─── Excerto do texto ───

Luanda
- Angola tem registado vários processos de regionalização ou municipalização
dos assuntos públicos. Os mais antigos são as regiões militares e
regionalização da saúde e as mais recentes a criação das regiões académicas e a
“municipalização da saúde”. Claro que não falo aqui de processos anteriores à
independência.
O
novo programa de combate à pobreza do executivo, dito Programa Municipal
Integrado de Desenvolvimento Rural e Combate à Pobreza (PMIDRCP), vai no
sentido de tornar o município o seu epicentro, concentrando aí os meios e
recursos e integrando as suas acções, nos domínios da agricultura, da água, da
saúde e da construção. Então, se a descentralização tem virtudes
incontornáveis, como reconheceu José Eduardo dos Santos, no seu recente
comício, no Moxico, porque não deixar a tarefa da gestão das colectividades
territoriais aos próprios municpios e deixar de fazer deles meros executores das
políticas do Estado central.
Os
municípios teriam, geridos como autarquias, maior dinamismo e mobilizariam
outras sinergias que o Estado não está capaz´de o fazer. O Estado poderia
contratualizar com as colectividades territoriais, nesse sentido, fazendo
apenas a fiscalização das políticas públicas, por via da avaliação de
resultados, e ocupar-se-ia das grandes obras tendentes ao combate à pobreza, no
espírito da Estratégia de Combate à Pobreza (2004) que o executivo abandonou,
sem nenhuma análise crítica dos seus resultados e bondade.
A
descentralização política é um dos processos que maior potencial de mudança
encerra, pois representa, pela sua própria natureza, uma oposição à hegemonia
(política, económica, social e cultural) do Estado autoritário e concorre para
a desconstrução do corporativismo, em que este se organiza, até pelo facto de
permitir novas “fileiras” de promoção política independentes do controlismo
central, quer do regime, quer de outros poderes, nomeadamente partidários. Por
outro lado, representa uma forma de promoção e de qualidade do político com uma
mais próxima e melhor gestão, nomeadamente dos serviços sociais da educação,
saúde, saneamento e habitação que são fundamentais para o desenvolvimento do
país. Permite também uma maior mobilização do corpo social e uma partilha de um
pensamento estratégico nacional, independentemente das diferenças políticas e
da alternância no poder. Proporciona igualmente uma melhor distribuição da
riqueza e, até de oportunidades de criação da riqueza. Em suma, as eleições
locais tenderiam a desactivar conflitos, a assegurar uma melhor representação
das populações, uma maior proximidade dos governantes dos governados e, uma
consequente responsabilização daqueles diante destes, sendo, por isto, uma boa
escola para a democracia e um factor importante do desenvolvimento nacional.

───

No excerto sobre a descentralização em Angola, em que domínios o novo programa municipal de combate à pobreza integra as suas acções?

─── Linhas ───

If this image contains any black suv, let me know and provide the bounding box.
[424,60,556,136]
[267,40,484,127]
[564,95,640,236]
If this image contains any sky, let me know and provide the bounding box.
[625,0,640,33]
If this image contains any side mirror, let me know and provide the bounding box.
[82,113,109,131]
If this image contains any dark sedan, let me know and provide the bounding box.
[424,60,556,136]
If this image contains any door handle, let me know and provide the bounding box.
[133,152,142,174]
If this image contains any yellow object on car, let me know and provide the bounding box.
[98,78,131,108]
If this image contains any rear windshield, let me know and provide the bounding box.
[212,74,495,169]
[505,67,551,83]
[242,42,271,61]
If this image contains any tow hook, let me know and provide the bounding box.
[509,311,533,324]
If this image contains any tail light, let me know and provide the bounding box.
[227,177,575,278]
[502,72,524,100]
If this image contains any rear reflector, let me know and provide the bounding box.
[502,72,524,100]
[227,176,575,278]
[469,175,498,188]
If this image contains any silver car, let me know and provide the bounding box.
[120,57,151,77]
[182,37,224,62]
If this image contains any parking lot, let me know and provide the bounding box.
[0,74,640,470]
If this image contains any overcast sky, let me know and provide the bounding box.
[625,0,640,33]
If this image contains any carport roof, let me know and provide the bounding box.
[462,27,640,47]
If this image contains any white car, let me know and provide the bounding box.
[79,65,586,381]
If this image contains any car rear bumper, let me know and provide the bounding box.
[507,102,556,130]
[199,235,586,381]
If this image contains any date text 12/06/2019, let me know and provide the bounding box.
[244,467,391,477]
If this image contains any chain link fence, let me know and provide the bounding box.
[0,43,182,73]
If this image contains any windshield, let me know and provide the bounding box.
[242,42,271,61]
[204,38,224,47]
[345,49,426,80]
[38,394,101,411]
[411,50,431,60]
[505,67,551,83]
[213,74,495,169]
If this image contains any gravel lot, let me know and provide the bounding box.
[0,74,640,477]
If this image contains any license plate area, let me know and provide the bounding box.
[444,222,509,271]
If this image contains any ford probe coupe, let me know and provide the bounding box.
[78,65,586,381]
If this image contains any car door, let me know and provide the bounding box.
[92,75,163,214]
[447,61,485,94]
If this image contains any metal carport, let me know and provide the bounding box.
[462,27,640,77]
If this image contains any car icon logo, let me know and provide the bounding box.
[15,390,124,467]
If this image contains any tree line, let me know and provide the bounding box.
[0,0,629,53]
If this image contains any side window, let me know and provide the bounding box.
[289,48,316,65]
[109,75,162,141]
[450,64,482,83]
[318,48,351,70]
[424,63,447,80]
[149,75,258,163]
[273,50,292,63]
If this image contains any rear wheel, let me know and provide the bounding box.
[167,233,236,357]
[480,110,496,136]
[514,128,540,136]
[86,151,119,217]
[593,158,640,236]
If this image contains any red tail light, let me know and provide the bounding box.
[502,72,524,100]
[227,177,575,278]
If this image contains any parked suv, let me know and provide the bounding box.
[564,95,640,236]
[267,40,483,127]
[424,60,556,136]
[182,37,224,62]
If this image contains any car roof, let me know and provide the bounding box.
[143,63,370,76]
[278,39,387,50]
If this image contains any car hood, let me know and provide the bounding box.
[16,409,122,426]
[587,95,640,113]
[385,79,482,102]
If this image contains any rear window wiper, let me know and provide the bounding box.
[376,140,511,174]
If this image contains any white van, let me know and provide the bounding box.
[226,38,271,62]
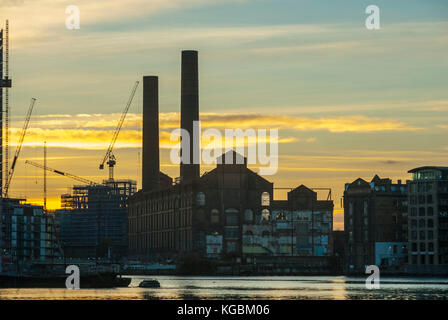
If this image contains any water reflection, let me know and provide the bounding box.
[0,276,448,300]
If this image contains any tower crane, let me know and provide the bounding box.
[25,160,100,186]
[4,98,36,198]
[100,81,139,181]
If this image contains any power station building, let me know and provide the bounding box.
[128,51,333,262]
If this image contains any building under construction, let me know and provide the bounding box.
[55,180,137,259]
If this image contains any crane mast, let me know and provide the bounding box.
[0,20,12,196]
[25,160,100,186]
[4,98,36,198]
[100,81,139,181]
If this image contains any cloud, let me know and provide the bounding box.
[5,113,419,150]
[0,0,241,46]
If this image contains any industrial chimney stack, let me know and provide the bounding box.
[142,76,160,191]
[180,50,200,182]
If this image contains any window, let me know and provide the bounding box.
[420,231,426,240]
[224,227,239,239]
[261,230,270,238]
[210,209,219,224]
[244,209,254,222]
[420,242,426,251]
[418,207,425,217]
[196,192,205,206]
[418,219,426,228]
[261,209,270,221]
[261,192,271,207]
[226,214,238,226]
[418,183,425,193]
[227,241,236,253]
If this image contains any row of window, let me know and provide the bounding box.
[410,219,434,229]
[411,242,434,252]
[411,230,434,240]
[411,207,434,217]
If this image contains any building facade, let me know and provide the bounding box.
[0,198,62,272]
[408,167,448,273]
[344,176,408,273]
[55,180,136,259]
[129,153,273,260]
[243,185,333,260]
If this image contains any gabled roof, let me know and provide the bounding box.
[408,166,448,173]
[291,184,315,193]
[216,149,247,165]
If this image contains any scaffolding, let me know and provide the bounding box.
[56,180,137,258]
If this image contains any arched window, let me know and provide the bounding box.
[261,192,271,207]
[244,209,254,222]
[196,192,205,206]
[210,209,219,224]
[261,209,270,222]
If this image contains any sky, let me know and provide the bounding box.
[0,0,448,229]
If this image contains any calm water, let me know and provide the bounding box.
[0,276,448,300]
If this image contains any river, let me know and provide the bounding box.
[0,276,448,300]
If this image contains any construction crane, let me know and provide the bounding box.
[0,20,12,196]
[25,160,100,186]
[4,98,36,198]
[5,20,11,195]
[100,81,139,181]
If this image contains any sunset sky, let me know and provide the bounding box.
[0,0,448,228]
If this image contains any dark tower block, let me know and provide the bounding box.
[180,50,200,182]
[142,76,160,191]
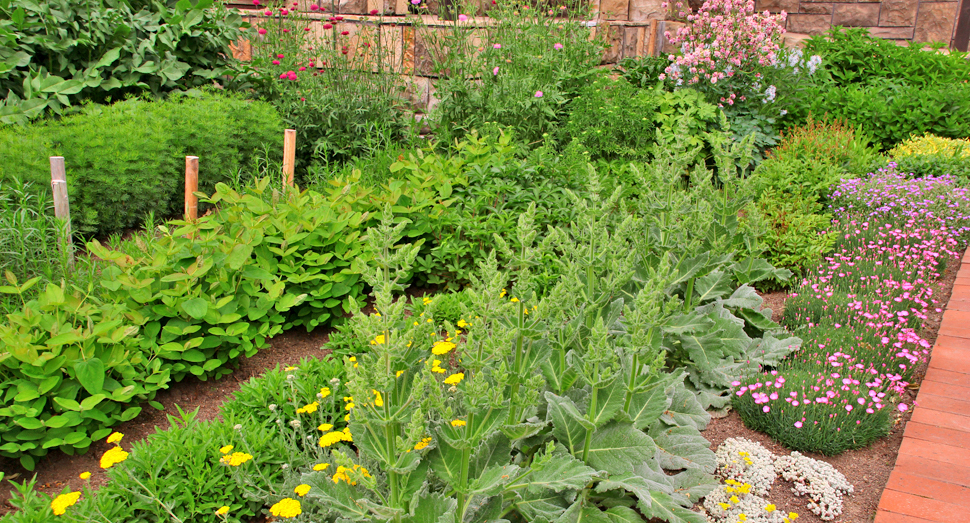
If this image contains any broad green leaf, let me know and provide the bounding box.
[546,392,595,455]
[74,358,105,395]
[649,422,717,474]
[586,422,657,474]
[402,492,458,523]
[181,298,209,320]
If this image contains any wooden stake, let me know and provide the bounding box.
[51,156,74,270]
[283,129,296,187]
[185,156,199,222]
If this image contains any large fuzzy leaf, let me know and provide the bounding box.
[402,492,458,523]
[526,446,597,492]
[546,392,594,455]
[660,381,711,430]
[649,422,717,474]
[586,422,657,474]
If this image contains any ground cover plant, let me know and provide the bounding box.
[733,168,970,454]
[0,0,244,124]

───

Resposta completa =>
Nos domínios da agricultura, da água, da saúde e da construção.